| Your objective |
Please copy the records below word for word, from their first line through the line that contains "box: [193, 185, 233, 200]", including that line.

| Records to process |

== Segment start ==

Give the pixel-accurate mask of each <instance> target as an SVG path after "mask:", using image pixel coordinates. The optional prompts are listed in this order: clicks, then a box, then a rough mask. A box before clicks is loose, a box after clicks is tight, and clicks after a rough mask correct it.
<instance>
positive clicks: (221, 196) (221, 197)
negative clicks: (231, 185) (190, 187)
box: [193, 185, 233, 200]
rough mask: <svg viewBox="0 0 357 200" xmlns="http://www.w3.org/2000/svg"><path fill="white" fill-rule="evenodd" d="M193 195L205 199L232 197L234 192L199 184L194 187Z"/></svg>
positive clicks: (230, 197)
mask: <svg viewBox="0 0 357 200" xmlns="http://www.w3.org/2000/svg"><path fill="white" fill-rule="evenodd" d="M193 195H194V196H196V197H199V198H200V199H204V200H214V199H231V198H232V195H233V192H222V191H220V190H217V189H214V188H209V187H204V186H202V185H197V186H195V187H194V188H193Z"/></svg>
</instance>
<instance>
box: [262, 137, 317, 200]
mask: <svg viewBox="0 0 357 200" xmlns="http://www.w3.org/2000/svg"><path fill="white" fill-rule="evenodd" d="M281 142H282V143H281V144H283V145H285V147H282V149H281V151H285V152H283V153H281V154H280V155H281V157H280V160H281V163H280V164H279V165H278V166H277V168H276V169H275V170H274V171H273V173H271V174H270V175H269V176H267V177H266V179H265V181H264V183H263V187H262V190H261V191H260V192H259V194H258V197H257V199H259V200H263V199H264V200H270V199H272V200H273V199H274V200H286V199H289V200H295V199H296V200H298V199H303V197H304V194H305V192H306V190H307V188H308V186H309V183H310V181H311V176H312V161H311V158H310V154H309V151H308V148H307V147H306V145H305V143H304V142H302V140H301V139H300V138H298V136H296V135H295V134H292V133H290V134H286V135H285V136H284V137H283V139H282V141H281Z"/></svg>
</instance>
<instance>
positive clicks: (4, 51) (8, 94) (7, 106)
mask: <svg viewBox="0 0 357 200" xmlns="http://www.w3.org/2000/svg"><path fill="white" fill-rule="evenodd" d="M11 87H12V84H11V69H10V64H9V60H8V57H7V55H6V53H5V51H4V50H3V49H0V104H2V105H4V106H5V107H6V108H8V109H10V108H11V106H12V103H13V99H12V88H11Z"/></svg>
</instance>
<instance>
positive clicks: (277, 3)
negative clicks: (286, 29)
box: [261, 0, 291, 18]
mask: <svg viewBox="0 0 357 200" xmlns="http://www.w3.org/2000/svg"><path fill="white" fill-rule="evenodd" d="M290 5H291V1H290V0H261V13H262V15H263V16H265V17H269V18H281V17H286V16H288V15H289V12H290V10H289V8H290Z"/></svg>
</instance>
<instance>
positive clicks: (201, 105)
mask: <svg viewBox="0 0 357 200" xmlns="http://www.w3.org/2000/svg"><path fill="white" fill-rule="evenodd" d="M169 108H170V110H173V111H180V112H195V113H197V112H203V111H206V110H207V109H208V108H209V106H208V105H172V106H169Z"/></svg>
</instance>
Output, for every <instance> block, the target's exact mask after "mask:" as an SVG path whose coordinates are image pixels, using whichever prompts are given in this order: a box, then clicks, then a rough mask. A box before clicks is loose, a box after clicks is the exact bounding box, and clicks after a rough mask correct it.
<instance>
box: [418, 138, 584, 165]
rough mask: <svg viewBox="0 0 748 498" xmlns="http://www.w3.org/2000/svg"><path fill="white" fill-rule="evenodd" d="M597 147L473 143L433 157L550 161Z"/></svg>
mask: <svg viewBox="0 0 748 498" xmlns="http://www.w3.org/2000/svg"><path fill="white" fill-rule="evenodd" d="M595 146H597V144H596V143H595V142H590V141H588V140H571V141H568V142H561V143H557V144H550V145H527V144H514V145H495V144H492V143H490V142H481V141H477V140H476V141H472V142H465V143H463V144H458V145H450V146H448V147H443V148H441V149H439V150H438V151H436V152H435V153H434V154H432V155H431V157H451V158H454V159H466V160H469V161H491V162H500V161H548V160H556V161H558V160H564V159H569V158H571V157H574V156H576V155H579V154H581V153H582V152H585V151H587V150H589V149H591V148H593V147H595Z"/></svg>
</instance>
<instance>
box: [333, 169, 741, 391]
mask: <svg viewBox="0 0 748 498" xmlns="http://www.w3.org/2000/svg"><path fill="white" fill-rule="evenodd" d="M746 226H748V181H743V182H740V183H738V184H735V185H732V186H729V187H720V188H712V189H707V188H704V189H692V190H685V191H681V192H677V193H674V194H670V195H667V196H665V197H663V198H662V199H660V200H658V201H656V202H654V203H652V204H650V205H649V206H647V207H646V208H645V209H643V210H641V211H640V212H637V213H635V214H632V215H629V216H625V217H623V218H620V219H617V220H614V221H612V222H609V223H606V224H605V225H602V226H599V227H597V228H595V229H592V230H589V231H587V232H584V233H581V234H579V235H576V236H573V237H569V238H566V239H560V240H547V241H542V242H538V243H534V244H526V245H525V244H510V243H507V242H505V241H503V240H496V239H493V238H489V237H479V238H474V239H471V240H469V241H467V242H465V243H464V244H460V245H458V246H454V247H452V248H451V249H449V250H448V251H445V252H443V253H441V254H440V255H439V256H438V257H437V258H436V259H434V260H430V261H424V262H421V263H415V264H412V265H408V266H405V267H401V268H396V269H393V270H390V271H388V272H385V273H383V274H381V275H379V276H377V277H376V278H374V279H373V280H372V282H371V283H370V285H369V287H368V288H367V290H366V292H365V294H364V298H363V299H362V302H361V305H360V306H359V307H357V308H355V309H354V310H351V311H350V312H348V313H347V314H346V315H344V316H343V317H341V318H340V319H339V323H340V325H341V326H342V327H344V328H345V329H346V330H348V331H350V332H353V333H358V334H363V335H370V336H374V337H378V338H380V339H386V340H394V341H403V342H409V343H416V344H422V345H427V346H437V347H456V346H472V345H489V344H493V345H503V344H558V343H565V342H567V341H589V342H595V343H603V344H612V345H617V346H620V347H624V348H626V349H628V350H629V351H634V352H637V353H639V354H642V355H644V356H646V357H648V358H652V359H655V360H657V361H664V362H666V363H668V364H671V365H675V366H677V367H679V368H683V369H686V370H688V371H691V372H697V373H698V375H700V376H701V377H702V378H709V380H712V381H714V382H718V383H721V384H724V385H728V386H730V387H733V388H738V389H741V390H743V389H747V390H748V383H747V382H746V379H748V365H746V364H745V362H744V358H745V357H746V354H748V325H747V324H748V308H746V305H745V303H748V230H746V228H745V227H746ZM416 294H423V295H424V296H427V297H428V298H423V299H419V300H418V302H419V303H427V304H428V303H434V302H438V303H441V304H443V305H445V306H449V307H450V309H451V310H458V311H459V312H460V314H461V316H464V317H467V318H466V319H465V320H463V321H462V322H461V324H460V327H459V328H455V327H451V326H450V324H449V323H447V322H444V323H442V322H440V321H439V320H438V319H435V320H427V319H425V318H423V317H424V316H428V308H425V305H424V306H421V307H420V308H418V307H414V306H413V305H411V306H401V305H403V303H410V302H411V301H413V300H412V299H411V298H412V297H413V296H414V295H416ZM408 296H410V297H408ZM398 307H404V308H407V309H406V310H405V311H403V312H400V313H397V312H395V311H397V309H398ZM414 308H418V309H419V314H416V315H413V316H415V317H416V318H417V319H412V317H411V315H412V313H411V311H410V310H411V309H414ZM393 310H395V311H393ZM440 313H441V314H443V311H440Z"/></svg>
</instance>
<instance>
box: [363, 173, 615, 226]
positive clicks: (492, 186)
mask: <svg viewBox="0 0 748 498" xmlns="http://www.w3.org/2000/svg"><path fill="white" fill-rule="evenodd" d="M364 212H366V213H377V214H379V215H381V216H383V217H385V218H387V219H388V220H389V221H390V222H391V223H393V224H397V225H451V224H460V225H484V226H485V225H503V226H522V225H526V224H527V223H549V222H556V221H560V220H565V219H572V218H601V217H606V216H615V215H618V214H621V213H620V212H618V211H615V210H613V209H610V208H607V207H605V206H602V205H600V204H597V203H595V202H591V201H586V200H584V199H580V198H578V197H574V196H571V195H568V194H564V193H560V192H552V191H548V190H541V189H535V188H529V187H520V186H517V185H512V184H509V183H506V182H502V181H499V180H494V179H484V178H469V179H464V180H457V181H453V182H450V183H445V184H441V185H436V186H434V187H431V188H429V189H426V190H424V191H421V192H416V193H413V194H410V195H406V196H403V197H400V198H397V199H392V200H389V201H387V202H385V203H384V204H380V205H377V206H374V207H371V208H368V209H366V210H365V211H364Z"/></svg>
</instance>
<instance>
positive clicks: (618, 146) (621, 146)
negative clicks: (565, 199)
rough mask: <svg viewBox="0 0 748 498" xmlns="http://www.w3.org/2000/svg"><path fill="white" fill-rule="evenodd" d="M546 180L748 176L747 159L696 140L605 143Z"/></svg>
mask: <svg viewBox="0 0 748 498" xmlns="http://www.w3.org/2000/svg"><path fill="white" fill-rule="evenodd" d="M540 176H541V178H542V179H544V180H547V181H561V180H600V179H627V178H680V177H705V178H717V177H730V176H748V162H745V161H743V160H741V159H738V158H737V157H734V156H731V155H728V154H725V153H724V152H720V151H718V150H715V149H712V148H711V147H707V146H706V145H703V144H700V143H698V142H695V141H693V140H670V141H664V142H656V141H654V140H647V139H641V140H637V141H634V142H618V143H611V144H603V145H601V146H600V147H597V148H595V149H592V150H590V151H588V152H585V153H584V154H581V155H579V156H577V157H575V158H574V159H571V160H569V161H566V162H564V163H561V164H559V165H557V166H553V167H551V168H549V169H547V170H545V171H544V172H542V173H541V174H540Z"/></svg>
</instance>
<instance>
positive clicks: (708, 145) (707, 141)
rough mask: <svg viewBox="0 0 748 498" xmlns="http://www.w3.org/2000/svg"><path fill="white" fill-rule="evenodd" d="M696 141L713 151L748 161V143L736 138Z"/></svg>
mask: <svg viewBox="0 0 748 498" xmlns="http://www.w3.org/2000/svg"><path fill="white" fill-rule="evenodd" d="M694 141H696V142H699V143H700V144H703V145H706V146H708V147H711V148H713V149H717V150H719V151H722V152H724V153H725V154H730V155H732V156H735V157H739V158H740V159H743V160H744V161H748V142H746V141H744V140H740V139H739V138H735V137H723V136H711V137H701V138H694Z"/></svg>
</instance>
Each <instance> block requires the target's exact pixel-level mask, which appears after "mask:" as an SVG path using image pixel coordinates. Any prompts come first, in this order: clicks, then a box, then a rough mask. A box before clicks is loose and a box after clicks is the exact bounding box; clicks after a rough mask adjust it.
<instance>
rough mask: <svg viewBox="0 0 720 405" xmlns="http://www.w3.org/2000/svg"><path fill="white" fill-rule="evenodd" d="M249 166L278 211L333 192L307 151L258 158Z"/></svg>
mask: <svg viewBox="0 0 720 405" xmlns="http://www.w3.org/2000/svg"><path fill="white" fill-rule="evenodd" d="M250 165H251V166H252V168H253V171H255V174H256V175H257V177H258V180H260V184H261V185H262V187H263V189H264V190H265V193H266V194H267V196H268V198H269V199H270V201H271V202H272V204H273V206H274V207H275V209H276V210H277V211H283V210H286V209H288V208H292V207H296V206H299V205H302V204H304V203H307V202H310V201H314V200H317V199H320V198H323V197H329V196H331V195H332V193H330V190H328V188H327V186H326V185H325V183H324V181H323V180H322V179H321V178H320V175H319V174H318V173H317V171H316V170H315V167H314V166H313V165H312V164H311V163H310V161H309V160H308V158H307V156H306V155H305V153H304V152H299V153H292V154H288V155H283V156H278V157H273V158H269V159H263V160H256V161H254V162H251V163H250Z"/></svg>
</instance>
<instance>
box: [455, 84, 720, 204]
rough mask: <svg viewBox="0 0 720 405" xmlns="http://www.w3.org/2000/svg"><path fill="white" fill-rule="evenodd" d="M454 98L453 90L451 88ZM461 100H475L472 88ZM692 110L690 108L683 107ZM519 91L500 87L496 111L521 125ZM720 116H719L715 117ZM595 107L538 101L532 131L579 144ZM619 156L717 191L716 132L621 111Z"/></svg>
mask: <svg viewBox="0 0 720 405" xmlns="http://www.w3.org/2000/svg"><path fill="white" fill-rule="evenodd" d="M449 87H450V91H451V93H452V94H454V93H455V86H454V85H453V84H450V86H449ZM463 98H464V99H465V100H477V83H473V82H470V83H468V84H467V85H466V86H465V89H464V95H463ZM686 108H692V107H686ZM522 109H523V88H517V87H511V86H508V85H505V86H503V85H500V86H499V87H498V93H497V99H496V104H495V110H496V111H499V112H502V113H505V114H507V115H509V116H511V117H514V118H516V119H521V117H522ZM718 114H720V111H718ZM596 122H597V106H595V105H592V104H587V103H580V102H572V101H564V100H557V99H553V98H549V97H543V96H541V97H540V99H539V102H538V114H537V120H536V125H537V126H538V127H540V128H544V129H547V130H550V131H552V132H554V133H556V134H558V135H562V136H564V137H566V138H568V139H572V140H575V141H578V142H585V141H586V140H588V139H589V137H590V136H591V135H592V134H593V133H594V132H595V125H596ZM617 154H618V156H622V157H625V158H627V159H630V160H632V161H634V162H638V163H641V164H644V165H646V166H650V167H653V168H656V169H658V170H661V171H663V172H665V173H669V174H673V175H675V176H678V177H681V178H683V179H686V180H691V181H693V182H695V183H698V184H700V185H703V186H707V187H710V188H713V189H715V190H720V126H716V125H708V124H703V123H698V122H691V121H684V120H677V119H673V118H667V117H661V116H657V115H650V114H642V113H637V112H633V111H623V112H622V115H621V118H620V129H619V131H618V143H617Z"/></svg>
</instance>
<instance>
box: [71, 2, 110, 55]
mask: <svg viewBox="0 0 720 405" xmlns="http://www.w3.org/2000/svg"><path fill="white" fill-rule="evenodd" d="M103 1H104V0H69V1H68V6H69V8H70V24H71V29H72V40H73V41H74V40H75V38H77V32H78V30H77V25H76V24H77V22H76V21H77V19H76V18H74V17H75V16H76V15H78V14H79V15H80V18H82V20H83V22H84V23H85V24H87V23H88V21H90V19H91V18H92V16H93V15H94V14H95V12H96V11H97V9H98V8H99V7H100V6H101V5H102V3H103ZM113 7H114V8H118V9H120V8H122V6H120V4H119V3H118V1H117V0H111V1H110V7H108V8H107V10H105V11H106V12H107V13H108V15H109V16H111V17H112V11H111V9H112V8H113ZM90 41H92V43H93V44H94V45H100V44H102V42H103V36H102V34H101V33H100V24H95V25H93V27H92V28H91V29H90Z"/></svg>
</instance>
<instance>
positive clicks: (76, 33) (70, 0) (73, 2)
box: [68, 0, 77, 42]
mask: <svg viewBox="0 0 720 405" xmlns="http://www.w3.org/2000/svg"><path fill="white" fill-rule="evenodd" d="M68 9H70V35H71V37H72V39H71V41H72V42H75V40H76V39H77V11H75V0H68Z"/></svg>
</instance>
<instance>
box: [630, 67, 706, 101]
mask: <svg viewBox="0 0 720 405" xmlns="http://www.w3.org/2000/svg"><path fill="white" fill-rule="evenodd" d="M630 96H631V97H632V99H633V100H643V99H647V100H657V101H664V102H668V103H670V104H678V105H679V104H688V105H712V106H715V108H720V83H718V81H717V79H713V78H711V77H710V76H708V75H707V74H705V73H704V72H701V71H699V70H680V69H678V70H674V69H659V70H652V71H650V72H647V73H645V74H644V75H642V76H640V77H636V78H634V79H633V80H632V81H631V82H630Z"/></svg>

== Segment end ==

| Exercise solution |
Give the pixel-accurate mask of each <instance> target as an SVG path after "mask:", using image pixel coordinates. The optional prompts are listed in this order: clicks, then a box, then a rough mask. A box before clicks is loose, a box after clicks is tight, and clicks after a rough mask correct it.
<instance>
positive clicks: (221, 196) (221, 197)
negative clicks: (231, 185) (190, 187)
box: [193, 185, 233, 200]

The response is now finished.